## [To do]
Print out every line, exactly as written.
+ + +
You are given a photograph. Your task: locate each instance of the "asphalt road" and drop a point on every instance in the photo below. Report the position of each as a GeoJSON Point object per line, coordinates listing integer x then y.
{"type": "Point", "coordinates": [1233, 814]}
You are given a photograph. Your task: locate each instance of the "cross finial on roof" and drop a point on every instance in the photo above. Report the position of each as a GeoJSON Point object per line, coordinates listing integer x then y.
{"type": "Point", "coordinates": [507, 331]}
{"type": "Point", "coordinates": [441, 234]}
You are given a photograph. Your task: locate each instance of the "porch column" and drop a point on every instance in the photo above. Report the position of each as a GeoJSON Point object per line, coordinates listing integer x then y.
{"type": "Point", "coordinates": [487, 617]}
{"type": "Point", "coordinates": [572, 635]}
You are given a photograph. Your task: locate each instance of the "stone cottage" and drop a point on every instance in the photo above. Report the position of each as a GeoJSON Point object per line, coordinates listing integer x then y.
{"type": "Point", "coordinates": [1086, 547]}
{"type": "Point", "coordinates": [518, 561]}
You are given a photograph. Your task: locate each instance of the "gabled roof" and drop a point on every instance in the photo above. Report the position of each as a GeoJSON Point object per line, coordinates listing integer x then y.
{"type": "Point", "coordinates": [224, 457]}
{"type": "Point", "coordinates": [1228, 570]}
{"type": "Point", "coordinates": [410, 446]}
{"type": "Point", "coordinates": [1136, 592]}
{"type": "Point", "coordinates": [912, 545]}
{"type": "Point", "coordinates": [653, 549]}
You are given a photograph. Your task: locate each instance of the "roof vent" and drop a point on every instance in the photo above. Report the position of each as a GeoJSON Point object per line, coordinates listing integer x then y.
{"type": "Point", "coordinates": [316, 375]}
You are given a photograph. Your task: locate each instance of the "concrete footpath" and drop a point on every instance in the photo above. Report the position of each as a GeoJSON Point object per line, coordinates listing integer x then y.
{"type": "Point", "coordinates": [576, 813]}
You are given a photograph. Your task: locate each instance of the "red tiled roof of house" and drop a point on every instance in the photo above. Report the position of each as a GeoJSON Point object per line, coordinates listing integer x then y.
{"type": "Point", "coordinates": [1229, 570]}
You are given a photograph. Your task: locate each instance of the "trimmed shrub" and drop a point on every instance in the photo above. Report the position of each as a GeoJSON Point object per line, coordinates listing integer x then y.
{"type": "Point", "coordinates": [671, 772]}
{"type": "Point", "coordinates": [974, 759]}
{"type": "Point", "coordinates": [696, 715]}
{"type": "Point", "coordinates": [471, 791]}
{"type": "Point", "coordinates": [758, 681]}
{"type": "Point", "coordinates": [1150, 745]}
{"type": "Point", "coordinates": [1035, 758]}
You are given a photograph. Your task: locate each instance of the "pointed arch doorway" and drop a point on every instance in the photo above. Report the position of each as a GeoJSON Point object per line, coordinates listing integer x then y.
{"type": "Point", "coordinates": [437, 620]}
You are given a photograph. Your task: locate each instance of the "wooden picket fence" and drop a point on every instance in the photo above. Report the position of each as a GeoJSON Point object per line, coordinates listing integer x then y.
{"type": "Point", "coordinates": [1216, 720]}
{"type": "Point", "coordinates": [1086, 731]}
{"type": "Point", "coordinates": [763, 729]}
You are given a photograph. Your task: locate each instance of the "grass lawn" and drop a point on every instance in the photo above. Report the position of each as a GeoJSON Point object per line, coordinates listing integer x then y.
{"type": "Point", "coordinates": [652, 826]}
+ + +
## [Solution to the exercise]
You are given a photograph. Your task: locate each instance of the "asphalt road" and drop a point on every instance in the photo below. Report the position of each as a GeoJSON Point object per line, coordinates listing integer x then y.
{"type": "Point", "coordinates": [1233, 814]}
You are given a photograph. Your task: locate each instance of the "cross finial on roof" and drop a point on every instance in the photo above. Report the position of each as a GeoJSON Point object per line, coordinates listing integer x then y.
{"type": "Point", "coordinates": [507, 331]}
{"type": "Point", "coordinates": [441, 234]}
You are given a photograph. Your task: locate each instance of the "porch column" and drop a point on every instance in the photo above. Report the position of each as a GeoJSON Point object per line, coordinates listing integer x then y.
{"type": "Point", "coordinates": [487, 617]}
{"type": "Point", "coordinates": [572, 635]}
You are given a photograph. Your task: locate each instance of the "stone cottage" and drop a point on every instance in the photo above. Report the position of each as a GeoJSON Point object per line, coordinates listing integer x then y.
{"type": "Point", "coordinates": [1086, 547]}
{"type": "Point", "coordinates": [518, 561]}
You are given a photograph. Your task: locate each instance of the "gabled roof" and drop a point on every instance in the photo above. Report the position of each as a GeoJSON Point object per line, coordinates listing integer x then y.
{"type": "Point", "coordinates": [224, 457]}
{"type": "Point", "coordinates": [1228, 570]}
{"type": "Point", "coordinates": [410, 446]}
{"type": "Point", "coordinates": [1136, 592]}
{"type": "Point", "coordinates": [912, 545]}
{"type": "Point", "coordinates": [653, 549]}
You are given a photograph. Your task: locate each instance of the "roof vent" and drop a point on every instance in the photo above. Report the position of each as a GeoJSON Point object per line, coordinates listing integer x then y.
{"type": "Point", "coordinates": [316, 375]}
You are given a photograph. Your task: locate each instance of the "concrete footpath" and drop a point on every instance in the photo above. Report the position of each as a GeoJSON Point object per line, coordinates listing integer x then y.
{"type": "Point", "coordinates": [576, 813]}
You are given a photograph. Your task: locate each instance of the "red tiled roof of house" and drop a point on every instance in the photo above. Report the position of each as a GeoJSON Point object per line, coordinates listing integer x then y.
{"type": "Point", "coordinates": [1229, 570]}
You are given a photograph. Your task: locate each instance of the "trimmed shrub" and drop a point on every instance in the photo above. Report the position of each as a GeoJSON Point object per line, coordinates listing integer x then y.
{"type": "Point", "coordinates": [671, 772]}
{"type": "Point", "coordinates": [974, 759]}
{"type": "Point", "coordinates": [696, 715]}
{"type": "Point", "coordinates": [471, 791]}
{"type": "Point", "coordinates": [758, 681]}
{"type": "Point", "coordinates": [1150, 745]}
{"type": "Point", "coordinates": [1035, 758]}
You are given a photograph. Your task: locate each instance of the "pointed arch doorway" and drop a point on every instance in the photo above. Report the position of each as a GeoJSON Point object per line, coordinates listing integer x then y.
{"type": "Point", "coordinates": [437, 620]}
You are given a photograph. Your task: locate each instance of the "wooden picket fence" and drop a point on every instance in the photo above. Report the position of each as a GeoJSON Point object per line, coordinates listing integer x then y.
{"type": "Point", "coordinates": [1216, 720]}
{"type": "Point", "coordinates": [1086, 731]}
{"type": "Point", "coordinates": [763, 729]}
You are given a photograph. Your task: locate each instance of the "grass lawn" and drop a point on every instance in the photo above. Report the position of each as a GeoJSON Point object per line, coordinates listing integer x then y.
{"type": "Point", "coordinates": [652, 826]}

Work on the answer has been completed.